(The problem):
Starting with the line containing "Mark every instance of the gray" and going on through the line containing "Mark every instance of the eyebrow", present only those lines of the data below as a Markdown table with the columns Row and Data line, and leave out any blank lines.

(Provided records):
•••••
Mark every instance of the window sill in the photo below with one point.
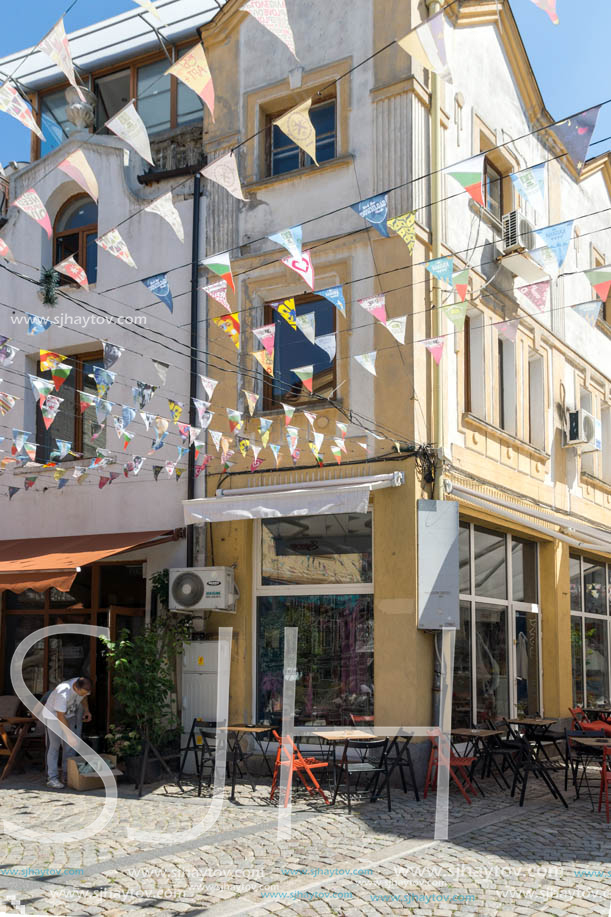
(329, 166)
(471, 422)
•••••
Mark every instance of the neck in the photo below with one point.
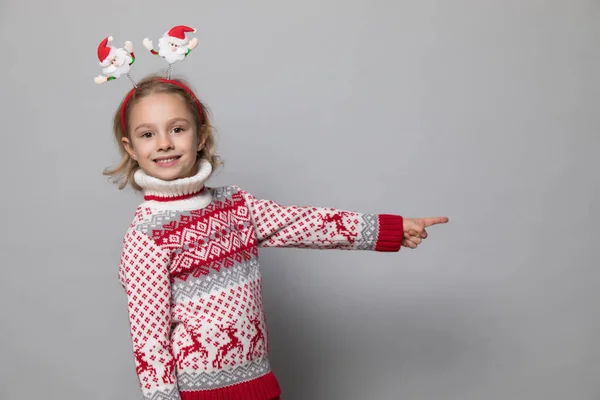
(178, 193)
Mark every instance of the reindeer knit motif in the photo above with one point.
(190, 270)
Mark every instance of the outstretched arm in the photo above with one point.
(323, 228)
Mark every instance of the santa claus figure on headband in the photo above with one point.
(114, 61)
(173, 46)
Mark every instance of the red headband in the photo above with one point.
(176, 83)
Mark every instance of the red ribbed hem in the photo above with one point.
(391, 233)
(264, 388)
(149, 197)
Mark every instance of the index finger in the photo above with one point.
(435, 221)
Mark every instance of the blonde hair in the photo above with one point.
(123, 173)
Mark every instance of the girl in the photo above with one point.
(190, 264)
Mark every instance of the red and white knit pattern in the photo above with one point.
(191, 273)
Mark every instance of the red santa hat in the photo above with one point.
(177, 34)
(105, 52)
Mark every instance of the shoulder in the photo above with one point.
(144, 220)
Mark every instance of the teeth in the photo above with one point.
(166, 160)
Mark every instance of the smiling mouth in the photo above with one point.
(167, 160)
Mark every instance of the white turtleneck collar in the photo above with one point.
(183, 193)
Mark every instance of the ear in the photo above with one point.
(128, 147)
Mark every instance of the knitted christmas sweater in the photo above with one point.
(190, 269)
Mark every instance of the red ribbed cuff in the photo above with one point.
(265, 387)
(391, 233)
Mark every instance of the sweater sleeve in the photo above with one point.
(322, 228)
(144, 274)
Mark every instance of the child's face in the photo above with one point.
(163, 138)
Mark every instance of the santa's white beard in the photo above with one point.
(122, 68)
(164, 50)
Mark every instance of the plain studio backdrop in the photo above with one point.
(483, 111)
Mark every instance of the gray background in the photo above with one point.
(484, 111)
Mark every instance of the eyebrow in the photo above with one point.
•••••
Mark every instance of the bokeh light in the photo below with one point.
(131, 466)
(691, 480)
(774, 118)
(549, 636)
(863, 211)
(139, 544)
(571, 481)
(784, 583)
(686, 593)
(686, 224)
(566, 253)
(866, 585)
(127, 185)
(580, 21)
•••••
(Exercise response):
| Row | Data line |
|---|---|
| 1 | Mark every instance of the gray background in the photo above with one point. |
| 2 | (484, 111) |
| 3 | Mark every instance of the eyebrow in the photo above with one point. |